* Start Data entries *

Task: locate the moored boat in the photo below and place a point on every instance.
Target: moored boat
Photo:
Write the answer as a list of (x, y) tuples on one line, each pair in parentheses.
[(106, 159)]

* End Data entries *

Update the material by replacing "moored boat" with "docked boat" and leaving everything else unchanged.

* **Final result**:
Task: locate the docked boat in the photo below and place a point on every instance.
Target: docked boat
Photo:
Write the answer as a list of (x, y) tuples on one line, each pair in parentheses.
[(106, 159)]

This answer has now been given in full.